Fast calculation of eigenvector centrality takes too long in networkx

I am using networkx to calculate eigenvector centrality. The problem is that it takes way too long (already running for about 6 hours). Is there a faster way to get the results?

There are around 200,000 nodes in the graph and 60,000,000 edges.

Solution

By looking at the source code, networkx.algorithms.centrality.eigenvector uses the power method to find the leading eigenvector.

If you stick to networkx use this as Joel noticed:

eigenvector_centrality_numpy

centrality = nx.eigenvector_centrality_numpy(G)

Alternatively:

You can use scipy.sparse.linalg.eigs that uses the ARPACK and request only 1 eigenvector to be returned.

Toy example:

import scipy.sparse as sparse

X = np.array() # dimensions 200000 by 200000 as the adjacency
# Note: k=1 and you request the Largest real.

######

_TASKS:_
1. In the eigenvector centrality thread, what does the solution find in the networkx source code, and which two alternatives does it then propose?
2. Proceed with the thread on eigenvector centrality, starting right after its final comment line.

(Collected data entries)
######

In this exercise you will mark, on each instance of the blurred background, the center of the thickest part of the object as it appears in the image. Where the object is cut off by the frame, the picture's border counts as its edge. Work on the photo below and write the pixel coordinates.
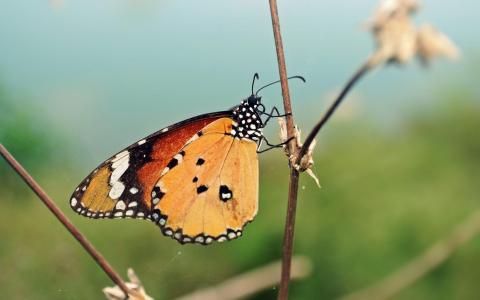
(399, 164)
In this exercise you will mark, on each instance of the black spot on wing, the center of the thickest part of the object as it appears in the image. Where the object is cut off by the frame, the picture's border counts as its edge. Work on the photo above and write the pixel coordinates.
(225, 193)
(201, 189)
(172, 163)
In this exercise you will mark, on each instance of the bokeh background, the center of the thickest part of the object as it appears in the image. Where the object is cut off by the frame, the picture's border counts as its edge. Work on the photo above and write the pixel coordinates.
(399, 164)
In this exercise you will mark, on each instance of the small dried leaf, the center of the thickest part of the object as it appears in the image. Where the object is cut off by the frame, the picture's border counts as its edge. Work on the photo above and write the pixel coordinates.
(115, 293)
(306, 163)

######

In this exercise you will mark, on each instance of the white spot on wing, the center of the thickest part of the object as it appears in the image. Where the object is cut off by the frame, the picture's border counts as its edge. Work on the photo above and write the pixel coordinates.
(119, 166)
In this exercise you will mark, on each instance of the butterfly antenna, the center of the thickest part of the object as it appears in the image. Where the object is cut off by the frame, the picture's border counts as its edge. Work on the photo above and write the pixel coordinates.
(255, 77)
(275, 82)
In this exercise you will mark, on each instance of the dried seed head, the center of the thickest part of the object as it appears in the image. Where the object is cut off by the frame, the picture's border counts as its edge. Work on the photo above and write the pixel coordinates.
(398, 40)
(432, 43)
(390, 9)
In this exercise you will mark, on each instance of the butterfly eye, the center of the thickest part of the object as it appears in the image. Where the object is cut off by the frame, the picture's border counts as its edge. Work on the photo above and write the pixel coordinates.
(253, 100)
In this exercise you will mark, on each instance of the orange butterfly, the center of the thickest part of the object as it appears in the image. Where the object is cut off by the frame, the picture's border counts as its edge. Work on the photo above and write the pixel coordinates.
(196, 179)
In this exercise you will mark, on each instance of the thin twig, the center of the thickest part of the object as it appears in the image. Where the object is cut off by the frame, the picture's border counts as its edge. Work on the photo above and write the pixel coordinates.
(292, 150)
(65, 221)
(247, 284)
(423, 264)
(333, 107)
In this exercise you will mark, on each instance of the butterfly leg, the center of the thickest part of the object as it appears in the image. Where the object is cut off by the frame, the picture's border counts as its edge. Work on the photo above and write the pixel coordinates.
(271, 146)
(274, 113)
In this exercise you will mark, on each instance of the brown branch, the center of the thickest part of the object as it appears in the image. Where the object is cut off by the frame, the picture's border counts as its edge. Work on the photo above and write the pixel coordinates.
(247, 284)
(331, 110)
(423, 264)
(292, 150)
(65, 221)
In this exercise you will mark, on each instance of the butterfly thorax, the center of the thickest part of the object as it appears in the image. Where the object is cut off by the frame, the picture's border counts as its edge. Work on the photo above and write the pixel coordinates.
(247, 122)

######

_OUTPUTS FOR THE TASKS:_
1. It finds that networkx.algorithms.centrality.eigenvector uses the power method to find the leading eigenvector. It proposes either staying with networkx and calling nx.eigenvector_centrality_numpy(G), or using scipy.sparse.linalg.eigs, which relies on ARPACK, and requesting only one eigenvector.

2.
vals, vecs = sparse.linalg.eigs(X, k=1, which='LR')

In any case, 2000000 by 200000 is big and depending on the sparsity and the nature of the matrix, the algorithm may take long. You will also need a lot of CPU and RAM.

Additional tip for networkx.algorithms.centrality.eigenvector:

If you stick with networkx try to relax the tolerance:

eigenvector_centrality(G, max_iter=100, tol=1e-06, nstart=None, weight=None)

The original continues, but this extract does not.